**EXCERPT PROVIDED:**
Emerging Market Stocks to Continue Rising Next Year
"Global Economic Stimulus Moves Gain Momentum... Risk Asset Investment Sentiment Expected to Remain Strong"
Premium for National Stock Markets with Active Response to COVID-19-Induced Industrial Structural Changes Increases
On the 14th (local time), Dr. Michelle Chester at Long Island Jewish Medical Center in Queens, New York City, USA, is holding the Pfizer-BioNTech COVID-19 vaccine ahead of the first COVID-19 vaccination in the United States.
[Image source=Yonhap News]
[Asia Economy Reporter Minwoo Lee] There is a forecast that emerging market stocks will show strength for the time being. The expectation of economic recovery due to the distribution of the COVID-19 vaccine and the weak dollar were cited as common positive factors for emerging market risk assets. Supply disruptions of raw materials caused by conflicts between China and Australia have benefited the stock markets of resource-rich countries such as Brazil and Russia, while the rebound of value stocks in finance and energy sectors due to rising market interest rates is also advantageous for emerging market stocks, which have a high proportion of traditional industries.
On the 25th, KB Securities suggested increasing the investment weight in emerging market stocks over developed market stocks from a short-term (3 months) perspective. From a long-term (1 year) perspective, it advised expanding the weight of South Korea and China in particular, as inflation intensity and fiscal issues need to be confirmed. Despite the resurgence of COVID-19, the expectation of vaccine commercialization and additional stimulus measures in the U.S. are driving emerging market investment sentiment and supply-demand.
Transmission of Economic Recovery from China: "Focus on Emerging Market ETFs"
First, the narrowing performance gap between value stocks and growth stocks is positive for emerging market stocks. Next year, China, which is showing a particularly favorable economic recovery trend, is expected to play a role as a catalyst for global economic recovery. Last month, real indicators such as China's industrial production and retail sales continued to improve compared to the previous month. The Biden administration and the Federal Reserve in the U.S. are also expected to maintain their stimulus stance and current monetary policy. Changmin Lee, a researcher at KB Securities, explained, "The Eurozone is also expected to struggle not to fall behind in the U.S.-China competition, and global major countries' economic recovery, vaccine distribution, and easing of lockdown concerns will solidify risk asset investment sentiment," adding, "Regarding inflation, except for some emerging countries such as Argentina and Turkey, it is not yet a major variable."

**WORK INSTRUCTION:**
In the article on emerging market stocks, over what time frame did KB Securities suggest giving emerging market stocks a larger investment weight than developed market stocks? The items after the article on emerging market stocks are separate material with no connection to it.

**DATASET ENTRIES:**
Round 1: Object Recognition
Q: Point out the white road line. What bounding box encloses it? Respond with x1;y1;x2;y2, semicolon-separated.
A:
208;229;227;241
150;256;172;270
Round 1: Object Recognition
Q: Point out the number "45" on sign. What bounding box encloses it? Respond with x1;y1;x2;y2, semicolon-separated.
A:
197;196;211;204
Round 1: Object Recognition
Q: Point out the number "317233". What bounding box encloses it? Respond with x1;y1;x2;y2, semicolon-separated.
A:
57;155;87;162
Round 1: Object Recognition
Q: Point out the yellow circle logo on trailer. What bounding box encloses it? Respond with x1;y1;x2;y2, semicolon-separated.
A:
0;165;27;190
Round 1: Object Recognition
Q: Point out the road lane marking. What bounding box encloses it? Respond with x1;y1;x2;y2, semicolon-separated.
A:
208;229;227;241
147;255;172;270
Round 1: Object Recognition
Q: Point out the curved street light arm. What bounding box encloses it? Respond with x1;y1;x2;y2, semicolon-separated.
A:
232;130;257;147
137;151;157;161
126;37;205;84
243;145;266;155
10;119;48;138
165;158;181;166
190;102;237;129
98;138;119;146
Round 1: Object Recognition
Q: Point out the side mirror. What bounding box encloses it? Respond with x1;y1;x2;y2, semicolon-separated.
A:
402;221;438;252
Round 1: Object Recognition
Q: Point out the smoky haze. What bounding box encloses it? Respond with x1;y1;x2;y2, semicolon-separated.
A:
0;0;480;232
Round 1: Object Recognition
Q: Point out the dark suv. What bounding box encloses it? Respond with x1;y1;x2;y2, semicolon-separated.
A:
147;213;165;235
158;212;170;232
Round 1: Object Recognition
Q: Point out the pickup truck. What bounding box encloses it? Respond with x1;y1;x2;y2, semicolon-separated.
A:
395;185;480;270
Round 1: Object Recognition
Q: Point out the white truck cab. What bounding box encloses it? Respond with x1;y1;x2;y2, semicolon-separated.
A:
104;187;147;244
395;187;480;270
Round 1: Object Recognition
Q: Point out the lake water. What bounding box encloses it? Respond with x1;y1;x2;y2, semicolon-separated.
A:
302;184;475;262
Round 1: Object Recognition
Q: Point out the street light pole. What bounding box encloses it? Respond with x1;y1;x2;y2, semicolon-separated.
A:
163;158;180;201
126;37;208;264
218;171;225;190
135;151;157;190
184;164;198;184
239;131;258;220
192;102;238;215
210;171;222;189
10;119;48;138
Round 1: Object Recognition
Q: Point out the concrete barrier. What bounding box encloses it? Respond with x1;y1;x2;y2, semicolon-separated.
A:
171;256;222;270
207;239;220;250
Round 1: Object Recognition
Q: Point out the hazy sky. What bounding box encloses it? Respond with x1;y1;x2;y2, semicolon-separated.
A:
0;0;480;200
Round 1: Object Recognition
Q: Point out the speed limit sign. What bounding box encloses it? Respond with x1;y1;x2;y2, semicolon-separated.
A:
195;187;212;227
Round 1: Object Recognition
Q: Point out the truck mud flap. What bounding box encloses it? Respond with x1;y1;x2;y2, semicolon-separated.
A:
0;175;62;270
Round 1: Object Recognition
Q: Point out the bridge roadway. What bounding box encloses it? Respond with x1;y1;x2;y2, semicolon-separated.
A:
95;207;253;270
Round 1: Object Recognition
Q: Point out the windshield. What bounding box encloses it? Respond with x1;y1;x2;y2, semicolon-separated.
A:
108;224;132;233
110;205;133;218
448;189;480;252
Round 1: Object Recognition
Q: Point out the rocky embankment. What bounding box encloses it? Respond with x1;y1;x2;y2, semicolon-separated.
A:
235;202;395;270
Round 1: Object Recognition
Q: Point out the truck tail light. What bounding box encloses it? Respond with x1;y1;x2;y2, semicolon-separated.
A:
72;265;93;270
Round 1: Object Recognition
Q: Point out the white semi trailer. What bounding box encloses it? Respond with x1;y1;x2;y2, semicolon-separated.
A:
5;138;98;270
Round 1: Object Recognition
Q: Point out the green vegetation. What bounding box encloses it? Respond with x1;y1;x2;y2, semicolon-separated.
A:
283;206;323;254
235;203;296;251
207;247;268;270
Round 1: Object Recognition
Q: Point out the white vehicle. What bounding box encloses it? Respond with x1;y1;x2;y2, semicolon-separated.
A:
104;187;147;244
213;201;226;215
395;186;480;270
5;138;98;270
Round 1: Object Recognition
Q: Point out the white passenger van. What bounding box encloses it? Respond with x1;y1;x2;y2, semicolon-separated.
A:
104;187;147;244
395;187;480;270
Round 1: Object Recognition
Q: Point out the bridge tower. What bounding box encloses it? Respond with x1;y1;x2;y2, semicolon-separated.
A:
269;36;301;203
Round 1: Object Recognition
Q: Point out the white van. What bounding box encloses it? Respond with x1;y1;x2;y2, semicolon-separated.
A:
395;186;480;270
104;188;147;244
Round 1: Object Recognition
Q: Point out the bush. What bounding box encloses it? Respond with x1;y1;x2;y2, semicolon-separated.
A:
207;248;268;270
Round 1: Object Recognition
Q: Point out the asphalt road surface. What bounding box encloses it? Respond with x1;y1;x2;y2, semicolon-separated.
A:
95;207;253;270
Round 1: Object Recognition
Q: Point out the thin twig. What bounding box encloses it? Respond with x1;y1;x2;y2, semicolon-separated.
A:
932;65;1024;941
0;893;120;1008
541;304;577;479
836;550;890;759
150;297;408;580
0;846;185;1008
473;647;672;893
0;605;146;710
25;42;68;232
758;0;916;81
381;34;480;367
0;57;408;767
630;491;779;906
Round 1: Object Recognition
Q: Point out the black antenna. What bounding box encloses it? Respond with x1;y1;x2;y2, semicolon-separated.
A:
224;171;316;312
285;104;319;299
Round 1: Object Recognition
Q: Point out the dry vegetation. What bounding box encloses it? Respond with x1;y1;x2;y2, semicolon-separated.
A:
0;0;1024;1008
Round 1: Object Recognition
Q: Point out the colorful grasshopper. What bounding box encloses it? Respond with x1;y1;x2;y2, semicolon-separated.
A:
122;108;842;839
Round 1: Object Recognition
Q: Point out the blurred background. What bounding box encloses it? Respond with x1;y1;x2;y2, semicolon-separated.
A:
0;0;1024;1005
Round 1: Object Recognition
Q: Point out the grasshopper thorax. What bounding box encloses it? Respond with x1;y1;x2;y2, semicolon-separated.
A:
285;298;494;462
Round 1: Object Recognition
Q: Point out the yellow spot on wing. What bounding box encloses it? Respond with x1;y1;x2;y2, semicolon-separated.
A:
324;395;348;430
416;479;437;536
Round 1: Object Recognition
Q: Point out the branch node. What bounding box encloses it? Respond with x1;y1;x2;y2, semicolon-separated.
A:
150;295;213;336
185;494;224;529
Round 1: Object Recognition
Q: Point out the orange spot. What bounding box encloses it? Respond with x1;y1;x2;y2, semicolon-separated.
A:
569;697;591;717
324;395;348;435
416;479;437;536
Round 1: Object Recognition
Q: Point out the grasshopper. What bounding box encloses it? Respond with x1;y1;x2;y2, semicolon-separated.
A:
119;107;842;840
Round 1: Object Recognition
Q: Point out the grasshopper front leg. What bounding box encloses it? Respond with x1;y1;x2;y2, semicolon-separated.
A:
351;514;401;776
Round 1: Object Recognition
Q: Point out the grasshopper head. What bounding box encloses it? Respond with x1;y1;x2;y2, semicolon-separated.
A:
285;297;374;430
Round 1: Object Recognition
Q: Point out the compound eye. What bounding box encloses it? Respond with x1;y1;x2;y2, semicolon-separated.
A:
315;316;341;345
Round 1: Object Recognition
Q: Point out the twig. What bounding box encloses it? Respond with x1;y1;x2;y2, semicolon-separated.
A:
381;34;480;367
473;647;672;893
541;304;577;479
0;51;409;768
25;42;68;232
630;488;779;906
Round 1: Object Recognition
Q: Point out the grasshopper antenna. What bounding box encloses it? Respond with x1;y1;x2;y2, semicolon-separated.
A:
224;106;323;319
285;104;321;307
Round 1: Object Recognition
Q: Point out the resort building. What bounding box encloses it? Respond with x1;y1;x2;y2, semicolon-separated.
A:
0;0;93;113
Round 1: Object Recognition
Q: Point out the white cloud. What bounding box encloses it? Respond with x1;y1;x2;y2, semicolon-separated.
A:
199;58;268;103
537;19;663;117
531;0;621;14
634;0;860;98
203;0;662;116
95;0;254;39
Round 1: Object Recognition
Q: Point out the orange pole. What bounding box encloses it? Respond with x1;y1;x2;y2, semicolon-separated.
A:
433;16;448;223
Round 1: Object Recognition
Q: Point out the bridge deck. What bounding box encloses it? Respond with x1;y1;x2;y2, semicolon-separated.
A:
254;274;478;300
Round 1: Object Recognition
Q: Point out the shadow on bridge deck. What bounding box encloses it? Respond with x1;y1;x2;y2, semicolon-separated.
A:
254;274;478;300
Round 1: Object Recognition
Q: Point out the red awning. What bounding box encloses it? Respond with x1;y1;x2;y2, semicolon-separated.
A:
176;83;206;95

**SOLUTION FOR THIS PROBLEM:**
A short-term perspective of three months.